> [Document]

[BEGIN]

Thursday, September 25

so much too much

i have no time to breathe. i can't even find time to pick up my paycheck :(. this is terrible. on the bright side, at least i HAVE a paycheck. the economy is really shitty, as i experienced first hand over the summer, but working on campus helps to shield me from that sad sad fact. 


soooo i went to street scene. for free with press passes. such a good weekend. i went with amazing people that like to have fun and drink and dance as much as i do. first night is a leettle hazy, but i definitely remember Justice. ohhhh my. they were amazing. absolutely amazing. the pulsating bass put to the flashing cross in the center of the stage was serotonin upping. the next night i enjoyed the beats of ghostland observatory. as i said that night, experiencing their music made me feel like i was having sex. period. and god bless devo! how many people in my generation can say that they saw devo live? not very many. and they kicked ASS. 



my second day of street scene got a little dimmer when i heard the sad news that DJ AM and Travis Barker were in a fatal plane crash. they were the only survivors. someone said to me that if that had happened to them they would believe in god 100%. what must that mean to be one of two survivors? that's some heavy shit. but i am deeply glad that they are okay.

[END]

> [Dataset extract]
[BEGIN]

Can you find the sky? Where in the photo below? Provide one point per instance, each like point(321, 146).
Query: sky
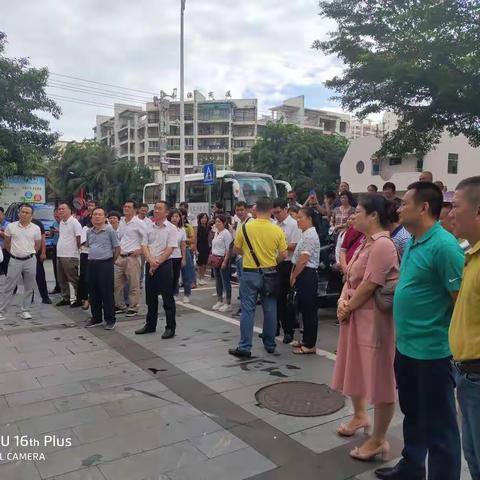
point(252, 48)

[END]

> [Exercise]
According to the blog post, how did the writer get into Street Scene? The material has no role here.

> [Task solution]
The writer got in for free with press passes.